▶ **Tâches à effectuer**
1/ D'après l'extrait sur la fermeture de Creys-Malville, en quelle année la centrale a-t-elle été fermée ?
2/ Modifiez le passage de l'extrait sur Creys-Malville qui commence par les mots « Le temps du » et se termine par « dans cette affaire. », en y remplaçant « manifestations » par « protestations ».

▶ **Extrait**
·····
Le temps du doute et de l’incohérence de l’État
L’indépendance énergétique et le centralisme technocratique de l’État ne seront pas abandonnés par la gauche arrivée au pouvoir en 1981 même si elle stoppe la construction de la centrale de Plogoff face à l’ampleur des manifestations. Mais la première faille du système apparaît sous Jospin, Premier ministre du « gaulliste » Chirac. La fermeture de la centrale de Creys-Malville, en 1998, s’apparente à un suicide économique et technologique. Madame Voynet, alors ministre de l’Aménagement du Territoire et de l’Environnement, a une responsabilité considérable dans cette affaire.
L’origine de la décision politique de l’arrêt définitif du réacteur nucléaire Superphénix de la centrale de Creys-Malville est un incident mineur qui donna lieu à un emballement médiatique faisant la part belle aux écologistes. Ce remarquable surgénérateur, unique au monde, sera finalement sacrifié sur l’autel de la « majorité plurielle » arrivée au pouvoir en juin 1997 après la dissolution de l’Assemblée nationale par Chirac. Le chantier était achevé et le combustible, déjà fabriqué, pouvait produire 30 milliards de kWh (30 TWh). Un gâchis de grande dimension comme seul l’État est capable d’en faire. Dans le même temps, ce réacteur aurait pu participer à peu de frais à la recherche sur la réutilisation des déchets radioactifs de haute activité (le plutonium est extrait des combustibles nucléaires usés) et à longue durée prévue par la loi de décembre 1991 sur les déchets nucléaires. Une faute financière, technologique et sociale d’une ampleur sans précédent.
·····
▶ **Lignes extraites**
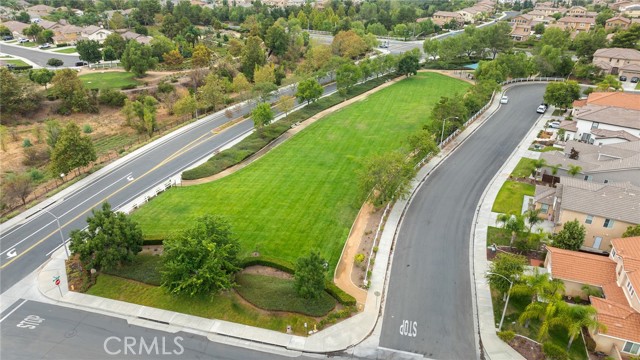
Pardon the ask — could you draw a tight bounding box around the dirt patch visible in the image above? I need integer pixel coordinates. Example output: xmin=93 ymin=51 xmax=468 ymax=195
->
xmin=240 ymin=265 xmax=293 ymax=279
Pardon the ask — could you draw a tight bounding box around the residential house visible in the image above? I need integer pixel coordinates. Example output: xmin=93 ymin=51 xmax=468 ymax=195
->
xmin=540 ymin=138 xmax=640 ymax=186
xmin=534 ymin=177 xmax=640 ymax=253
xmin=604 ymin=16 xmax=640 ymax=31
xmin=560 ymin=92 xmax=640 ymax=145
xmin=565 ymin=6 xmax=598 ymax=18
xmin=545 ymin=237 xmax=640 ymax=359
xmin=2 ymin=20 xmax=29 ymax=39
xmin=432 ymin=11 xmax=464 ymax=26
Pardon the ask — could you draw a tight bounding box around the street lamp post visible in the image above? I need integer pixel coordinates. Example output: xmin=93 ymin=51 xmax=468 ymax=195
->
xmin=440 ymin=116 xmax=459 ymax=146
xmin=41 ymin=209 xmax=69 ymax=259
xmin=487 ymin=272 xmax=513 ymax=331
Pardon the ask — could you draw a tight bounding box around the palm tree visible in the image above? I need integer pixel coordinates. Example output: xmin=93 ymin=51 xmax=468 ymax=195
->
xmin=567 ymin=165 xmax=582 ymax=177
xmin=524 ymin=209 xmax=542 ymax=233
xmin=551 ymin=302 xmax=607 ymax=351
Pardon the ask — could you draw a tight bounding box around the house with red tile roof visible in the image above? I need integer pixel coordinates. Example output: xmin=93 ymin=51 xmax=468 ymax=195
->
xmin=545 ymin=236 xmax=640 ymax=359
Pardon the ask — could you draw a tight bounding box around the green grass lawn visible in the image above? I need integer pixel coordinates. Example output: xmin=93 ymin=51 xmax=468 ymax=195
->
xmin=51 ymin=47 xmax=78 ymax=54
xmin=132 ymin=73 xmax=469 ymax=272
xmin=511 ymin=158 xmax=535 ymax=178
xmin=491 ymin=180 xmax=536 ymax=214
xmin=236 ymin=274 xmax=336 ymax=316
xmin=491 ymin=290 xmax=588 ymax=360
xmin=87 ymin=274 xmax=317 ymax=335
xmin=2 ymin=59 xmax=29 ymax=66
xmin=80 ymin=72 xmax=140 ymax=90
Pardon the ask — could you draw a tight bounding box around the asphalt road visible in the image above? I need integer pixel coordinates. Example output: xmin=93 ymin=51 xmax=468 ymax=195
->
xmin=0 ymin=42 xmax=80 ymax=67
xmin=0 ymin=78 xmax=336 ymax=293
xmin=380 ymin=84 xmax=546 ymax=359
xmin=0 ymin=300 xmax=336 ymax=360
·····
▶ **Réponses par tâche**
1/ En 1998.

2/
Le temps du doute et de l’incohérence de l’État
L’indépendance énergétique et le centralisme technocratique de l’État ne seront pas abandonnés par la gauche arrivée au pouvoir en 1981 même si elle stoppe la construction de la centrale de Plogoff face à l’ampleur des protestations. Mais la première faille du système apparaît sous Jospin, Premier ministre du « gaulliste » Chirac. La fermeture de la centrale de Creys-Malville, en 1998, s’apparente à un suicide économique et technologique. Madame Voynet, alors ministre de l’Aménagement du Territoire et de l’Environnement, a une responsabilité considérable dans cette affaire.